_Input material:_
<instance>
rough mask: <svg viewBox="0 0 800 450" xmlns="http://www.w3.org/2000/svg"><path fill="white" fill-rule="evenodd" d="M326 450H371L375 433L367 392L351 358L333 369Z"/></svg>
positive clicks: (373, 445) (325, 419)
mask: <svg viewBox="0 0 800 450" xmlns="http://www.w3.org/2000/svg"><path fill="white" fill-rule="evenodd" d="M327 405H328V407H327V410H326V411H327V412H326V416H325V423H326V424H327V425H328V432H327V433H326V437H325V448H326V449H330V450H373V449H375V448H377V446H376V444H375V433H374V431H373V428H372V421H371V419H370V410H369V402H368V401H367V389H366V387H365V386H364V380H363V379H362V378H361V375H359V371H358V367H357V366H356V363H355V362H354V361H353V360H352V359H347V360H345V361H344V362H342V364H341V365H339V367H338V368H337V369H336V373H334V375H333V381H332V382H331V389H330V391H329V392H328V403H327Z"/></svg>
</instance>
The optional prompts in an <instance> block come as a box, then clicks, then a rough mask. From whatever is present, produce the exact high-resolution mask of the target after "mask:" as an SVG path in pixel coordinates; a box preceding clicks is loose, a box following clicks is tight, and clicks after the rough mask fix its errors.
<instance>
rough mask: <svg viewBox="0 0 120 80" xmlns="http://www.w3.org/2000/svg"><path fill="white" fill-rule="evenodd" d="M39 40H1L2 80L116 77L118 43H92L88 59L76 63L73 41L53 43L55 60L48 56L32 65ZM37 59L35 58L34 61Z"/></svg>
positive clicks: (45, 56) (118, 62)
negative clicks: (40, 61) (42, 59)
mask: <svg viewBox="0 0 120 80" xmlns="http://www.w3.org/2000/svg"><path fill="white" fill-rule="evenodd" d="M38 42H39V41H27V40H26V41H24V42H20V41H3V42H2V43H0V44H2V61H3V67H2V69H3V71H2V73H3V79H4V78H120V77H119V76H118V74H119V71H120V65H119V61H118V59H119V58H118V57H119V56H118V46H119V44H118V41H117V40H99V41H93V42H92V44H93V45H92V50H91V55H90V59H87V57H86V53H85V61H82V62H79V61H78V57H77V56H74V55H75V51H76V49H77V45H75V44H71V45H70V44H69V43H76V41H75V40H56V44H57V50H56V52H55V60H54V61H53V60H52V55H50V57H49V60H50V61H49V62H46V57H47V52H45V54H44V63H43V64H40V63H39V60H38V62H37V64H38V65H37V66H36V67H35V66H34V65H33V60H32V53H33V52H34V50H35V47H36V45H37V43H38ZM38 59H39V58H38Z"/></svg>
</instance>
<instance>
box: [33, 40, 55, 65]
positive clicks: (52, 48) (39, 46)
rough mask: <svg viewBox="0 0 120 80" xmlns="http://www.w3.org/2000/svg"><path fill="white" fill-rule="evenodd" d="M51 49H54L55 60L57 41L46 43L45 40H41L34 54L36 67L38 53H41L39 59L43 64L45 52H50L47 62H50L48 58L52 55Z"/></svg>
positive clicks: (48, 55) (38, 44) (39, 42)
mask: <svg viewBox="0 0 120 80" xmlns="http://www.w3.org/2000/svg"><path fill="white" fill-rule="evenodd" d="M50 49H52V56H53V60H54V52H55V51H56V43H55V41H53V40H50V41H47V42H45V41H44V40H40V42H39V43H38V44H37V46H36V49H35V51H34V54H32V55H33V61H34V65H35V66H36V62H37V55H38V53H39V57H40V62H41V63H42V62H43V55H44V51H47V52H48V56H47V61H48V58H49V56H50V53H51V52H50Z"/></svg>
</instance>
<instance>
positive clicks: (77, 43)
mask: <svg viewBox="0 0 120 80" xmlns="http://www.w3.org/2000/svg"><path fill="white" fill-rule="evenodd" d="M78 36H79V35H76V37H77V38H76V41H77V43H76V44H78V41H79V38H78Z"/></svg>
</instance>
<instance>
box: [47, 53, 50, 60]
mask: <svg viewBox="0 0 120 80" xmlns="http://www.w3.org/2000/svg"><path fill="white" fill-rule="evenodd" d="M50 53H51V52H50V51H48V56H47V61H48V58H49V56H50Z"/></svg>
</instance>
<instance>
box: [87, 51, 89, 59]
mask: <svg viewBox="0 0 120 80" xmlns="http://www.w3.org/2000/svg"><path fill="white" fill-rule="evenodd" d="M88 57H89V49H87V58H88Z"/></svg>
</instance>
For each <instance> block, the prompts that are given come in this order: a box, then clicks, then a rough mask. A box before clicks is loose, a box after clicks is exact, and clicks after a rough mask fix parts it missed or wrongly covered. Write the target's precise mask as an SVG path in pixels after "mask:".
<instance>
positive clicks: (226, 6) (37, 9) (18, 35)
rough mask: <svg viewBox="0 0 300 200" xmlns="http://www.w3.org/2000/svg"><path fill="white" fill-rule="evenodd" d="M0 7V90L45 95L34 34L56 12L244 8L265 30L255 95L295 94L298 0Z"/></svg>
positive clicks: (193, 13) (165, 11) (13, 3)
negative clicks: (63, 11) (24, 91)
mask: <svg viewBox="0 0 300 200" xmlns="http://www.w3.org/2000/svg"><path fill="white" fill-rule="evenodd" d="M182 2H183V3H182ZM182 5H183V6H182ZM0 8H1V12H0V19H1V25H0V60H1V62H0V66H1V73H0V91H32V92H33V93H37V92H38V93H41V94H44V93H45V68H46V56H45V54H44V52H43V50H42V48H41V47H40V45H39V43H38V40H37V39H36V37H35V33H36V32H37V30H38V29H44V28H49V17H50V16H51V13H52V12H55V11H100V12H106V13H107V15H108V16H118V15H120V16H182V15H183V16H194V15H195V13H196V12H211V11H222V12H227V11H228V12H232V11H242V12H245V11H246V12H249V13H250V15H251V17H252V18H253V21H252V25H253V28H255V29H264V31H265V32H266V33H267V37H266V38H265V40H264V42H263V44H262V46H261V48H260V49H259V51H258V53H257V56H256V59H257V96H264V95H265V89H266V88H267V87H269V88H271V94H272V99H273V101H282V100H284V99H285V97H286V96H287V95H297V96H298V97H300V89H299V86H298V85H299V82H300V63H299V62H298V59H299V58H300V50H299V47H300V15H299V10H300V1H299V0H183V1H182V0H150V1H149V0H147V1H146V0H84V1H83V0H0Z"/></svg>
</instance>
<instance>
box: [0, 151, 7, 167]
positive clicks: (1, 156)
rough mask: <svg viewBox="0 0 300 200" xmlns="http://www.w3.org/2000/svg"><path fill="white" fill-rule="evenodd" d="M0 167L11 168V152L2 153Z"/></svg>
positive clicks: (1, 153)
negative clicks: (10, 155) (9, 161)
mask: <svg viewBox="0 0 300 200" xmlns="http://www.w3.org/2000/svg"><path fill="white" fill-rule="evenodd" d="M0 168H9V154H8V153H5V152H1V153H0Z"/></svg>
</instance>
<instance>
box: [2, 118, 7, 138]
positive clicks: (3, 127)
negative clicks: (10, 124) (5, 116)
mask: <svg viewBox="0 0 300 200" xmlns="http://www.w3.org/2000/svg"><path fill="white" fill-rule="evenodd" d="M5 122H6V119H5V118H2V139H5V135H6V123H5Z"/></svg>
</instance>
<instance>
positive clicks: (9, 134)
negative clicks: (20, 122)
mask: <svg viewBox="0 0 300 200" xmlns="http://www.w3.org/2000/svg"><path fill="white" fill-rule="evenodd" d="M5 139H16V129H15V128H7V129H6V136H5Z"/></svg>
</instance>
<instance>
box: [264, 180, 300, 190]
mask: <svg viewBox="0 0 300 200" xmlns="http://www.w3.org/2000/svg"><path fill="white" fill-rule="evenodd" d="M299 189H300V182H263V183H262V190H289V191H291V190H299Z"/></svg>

_Problem requirements:_ Please quote the rows above word for word, from their first line through the line containing "positive clicks: (45, 56) (118, 62)", with both of those lines included.

_The completed task:_
<instance>
rough mask: <svg viewBox="0 0 800 450" xmlns="http://www.w3.org/2000/svg"><path fill="white" fill-rule="evenodd" d="M326 450H371L375 433L367 392L351 358L333 369Z"/></svg>
positive clicks: (373, 445) (325, 419)
mask: <svg viewBox="0 0 800 450" xmlns="http://www.w3.org/2000/svg"><path fill="white" fill-rule="evenodd" d="M327 405H328V407H327V410H326V411H327V412H326V416H325V423H326V424H327V425H328V432H327V433H326V437H325V448H326V449H330V450H373V449H375V448H377V446H376V444H375V433H374V431H373V428H372V421H371V419H370V410H369V402H368V401H367V389H366V387H365V386H364V380H363V379H362V378H361V375H359V371H358V367H357V366H356V363H355V362H354V361H353V360H352V359H347V360H345V361H344V362H342V364H341V365H339V367H338V368H337V369H336V373H334V375H333V381H332V382H331V389H330V391H329V392H328V403H327Z"/></svg>
</instance>
The optional prompts in an <instance> block come as a box, then clicks, then a rough mask. From whatever is present, produce the exact high-resolution mask of the target after "mask:" as an SVG path in pixel coordinates; a box preceding clicks is loose, a box following clicks is tight, and clicks after the rough mask fix its errors.
<instance>
rough mask: <svg viewBox="0 0 120 80" xmlns="http://www.w3.org/2000/svg"><path fill="white" fill-rule="evenodd" d="M39 40H1L2 80L116 77L118 43H92L88 59L76 63L73 41L53 43L55 60L48 56L32 65ZM37 59L35 58L34 61Z"/></svg>
positive clicks: (45, 56) (118, 62)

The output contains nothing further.